Relates to Apache Druid 0.20.1

Have you attempted to reset the supervisor? I wonder if it has somehow recorded an offset and is continually going back to it…

I’ve been recreating it couple of times.

Have you checked for any weirdness in the metadata? Just for sanity?

Can you elaborate? Metadata of what?

And what would you conclude to be the norm?

Strangely enough, after leaving the ingestion task running like that for couple of days it has started working.

We still don’t know what was the initial issue nor why did it resolve itself :confounded:

Still thanks for taking a look :slight_smile:

OH no that’s the worst cos now I want to know :smiley: :smiley:

Sorry to bring this back to life! I have seen this issue.
Exactly same as what’s mentioned here by Michal.

I attributed this issue to - (a conspiracy theory :grinning:)

Kafka topics got dropped. This led to Druid Kafka consumers to become kind of orphans and were left seeking for a high offset value which doesn’t exist on the broker. I guess, if we have the auto.create.topics.enable=true and
allow.auto.create.topics=true on the kafka broker, the Druid kafka consumer creates the topic and that messes up the offset metadata stored in the metadata table druid_tasks.

I expected reset API to fix things for me. But, that didn’t help.

Actually we had auto.create.topics.enable=false configured on our cluster, so that might have been a miss.

Dataset extract –
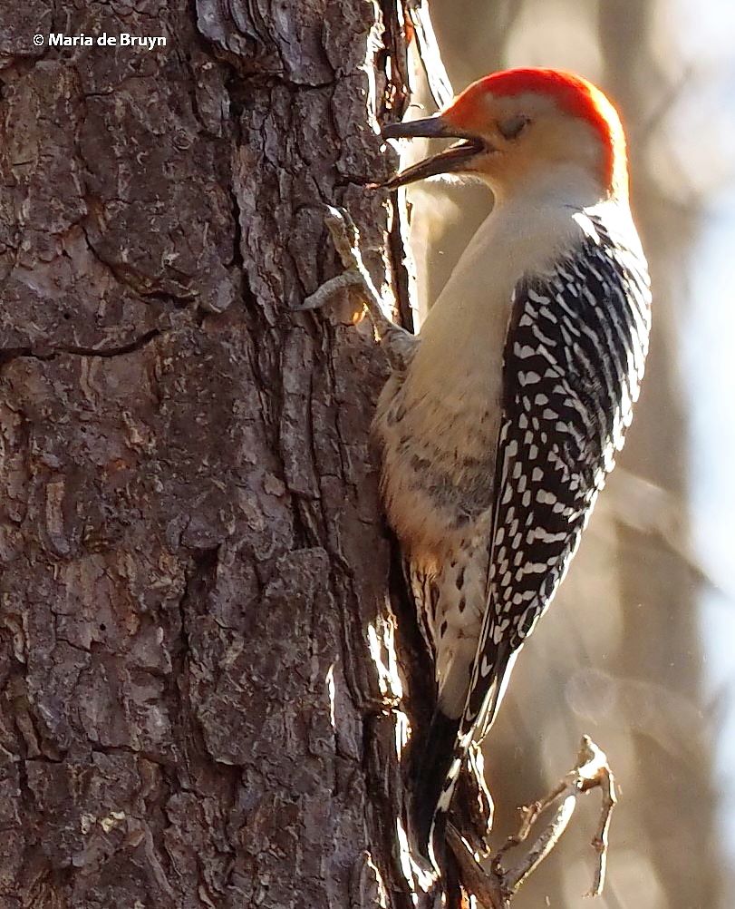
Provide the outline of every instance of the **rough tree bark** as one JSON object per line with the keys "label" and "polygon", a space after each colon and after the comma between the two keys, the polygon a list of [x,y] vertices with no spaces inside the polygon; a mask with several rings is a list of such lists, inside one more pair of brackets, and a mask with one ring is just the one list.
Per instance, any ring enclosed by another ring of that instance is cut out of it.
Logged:
{"label": "rough tree bark", "polygon": [[292,313],[339,268],[325,202],[404,280],[362,185],[398,15],[0,8],[4,907],[407,904],[384,365]]}

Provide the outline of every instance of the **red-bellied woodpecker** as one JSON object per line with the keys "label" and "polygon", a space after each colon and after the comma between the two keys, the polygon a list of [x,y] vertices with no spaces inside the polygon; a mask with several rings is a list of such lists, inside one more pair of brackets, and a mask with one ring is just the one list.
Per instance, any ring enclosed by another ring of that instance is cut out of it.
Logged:
{"label": "red-bellied woodpecker", "polygon": [[434,656],[425,841],[432,823],[443,834],[467,749],[490,728],[622,446],[651,295],[622,126],[589,82],[496,73],[384,135],[462,140],[389,188],[469,175],[495,200],[374,425],[388,520]]}
{"label": "red-bellied woodpecker", "polygon": [[490,728],[622,446],[651,294],[622,126],[586,80],[496,73],[384,135],[461,140],[388,188],[452,173],[494,195],[417,339],[388,323],[369,288],[376,327],[401,348],[374,432],[434,660],[416,802],[419,840],[437,864],[468,749]]}

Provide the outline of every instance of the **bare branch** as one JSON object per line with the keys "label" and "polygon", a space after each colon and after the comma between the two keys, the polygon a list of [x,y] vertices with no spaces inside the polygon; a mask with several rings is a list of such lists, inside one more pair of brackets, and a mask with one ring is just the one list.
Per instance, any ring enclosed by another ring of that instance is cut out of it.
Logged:
{"label": "bare branch", "polygon": [[[488,909],[507,909],[523,882],[533,874],[561,839],[574,814],[579,796],[595,788],[602,791],[602,808],[598,831],[592,839],[598,862],[594,883],[588,895],[600,895],[605,883],[611,814],[616,804],[615,782],[604,752],[587,735],[582,737],[575,766],[551,793],[521,809],[518,832],[509,837],[505,845],[498,851],[489,870],[480,864],[477,853],[466,839],[453,827],[449,831],[449,843],[462,870],[462,884],[467,890]],[[509,850],[523,844],[537,826],[541,814],[554,806],[553,815],[535,836],[524,854],[514,866],[505,870],[502,859]]]}
{"label": "bare branch", "polygon": [[372,323],[375,337],[384,347],[391,365],[393,369],[405,369],[415,349],[416,338],[385,315],[383,301],[363,262],[360,232],[347,212],[333,205],[326,206],[324,223],[345,270],[307,296],[296,307],[297,312],[319,309],[330,304],[341,292],[354,291],[363,302],[365,313]]}
{"label": "bare branch", "polygon": [[408,0],[406,12],[416,33],[419,59],[426,74],[429,91],[434,104],[441,110],[452,101],[454,92],[444,68],[439,45],[436,41],[427,0]]}

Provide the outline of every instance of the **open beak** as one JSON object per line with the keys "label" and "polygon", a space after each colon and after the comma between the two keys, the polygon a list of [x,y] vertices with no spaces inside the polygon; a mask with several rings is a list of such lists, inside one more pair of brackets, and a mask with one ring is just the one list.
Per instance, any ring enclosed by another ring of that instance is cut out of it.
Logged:
{"label": "open beak", "polygon": [[427,176],[437,174],[451,174],[462,170],[463,165],[480,152],[487,151],[483,142],[472,136],[462,135],[457,132],[456,126],[450,125],[441,115],[426,117],[423,120],[412,120],[409,123],[393,123],[382,131],[386,139],[462,139],[450,145],[443,152],[432,155],[423,161],[407,167],[400,174],[391,177],[382,184],[385,189],[397,189],[406,184],[423,180]]}

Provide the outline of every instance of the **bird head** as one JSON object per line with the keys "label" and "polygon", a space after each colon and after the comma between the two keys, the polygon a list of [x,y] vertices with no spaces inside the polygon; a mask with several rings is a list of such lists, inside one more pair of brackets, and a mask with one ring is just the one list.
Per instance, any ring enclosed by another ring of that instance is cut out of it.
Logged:
{"label": "bird head", "polygon": [[625,135],[608,98],[579,75],[512,69],[473,83],[435,116],[386,126],[398,138],[459,142],[396,175],[389,189],[439,174],[479,177],[497,196],[581,169],[601,197],[627,195]]}

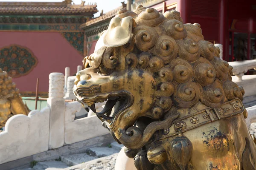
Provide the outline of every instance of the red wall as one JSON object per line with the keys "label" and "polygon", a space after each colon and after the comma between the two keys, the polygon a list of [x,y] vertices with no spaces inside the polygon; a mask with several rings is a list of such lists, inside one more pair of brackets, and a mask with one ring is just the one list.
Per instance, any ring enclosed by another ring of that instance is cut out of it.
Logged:
{"label": "red wall", "polygon": [[64,74],[65,68],[75,74],[83,57],[58,32],[0,32],[0,48],[17,44],[29,48],[37,58],[37,66],[28,75],[13,79],[20,91],[35,91],[36,79],[39,78],[40,92],[48,91],[49,75]]}

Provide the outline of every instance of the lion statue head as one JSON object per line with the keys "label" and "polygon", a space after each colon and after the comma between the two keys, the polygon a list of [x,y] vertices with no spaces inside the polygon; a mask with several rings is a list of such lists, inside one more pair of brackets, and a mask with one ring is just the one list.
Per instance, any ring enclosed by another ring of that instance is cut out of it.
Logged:
{"label": "lion statue head", "polygon": [[178,117],[242,99],[219,53],[199,24],[183,24],[175,10],[123,9],[84,59],[74,92],[95,112],[95,103],[107,101],[96,113],[103,125],[119,143],[139,148]]}

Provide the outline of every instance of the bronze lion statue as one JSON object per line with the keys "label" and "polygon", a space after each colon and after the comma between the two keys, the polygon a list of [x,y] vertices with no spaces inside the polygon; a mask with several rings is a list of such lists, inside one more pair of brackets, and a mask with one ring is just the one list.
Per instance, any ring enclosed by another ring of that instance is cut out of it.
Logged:
{"label": "bronze lion statue", "polygon": [[219,53],[176,11],[123,9],[84,59],[74,93],[138,170],[255,170],[244,91]]}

Task details –
Copy the Druid forum thread starting at "And what would" and ending at "conspiracy theory :grinning:)", replacing "issue" with "problem".

Correct answer –
And what would you conclude to be the norm?

Strangely enough, after leaving the ingestion task running like that for couple of days it has started working.

We still don’t know what was the initial problem nor why did it resolve itself :confounded:

Still thanks for taking a look :slight_smile:

OH no that’s the worst cos now I want to know :smiley: :smiley:

Sorry to bring this back to life! I have seen this problem.
Exactly same as what’s mentioned here by Michal.

I attributed this problem to - (a conspiracy theory :grinning:)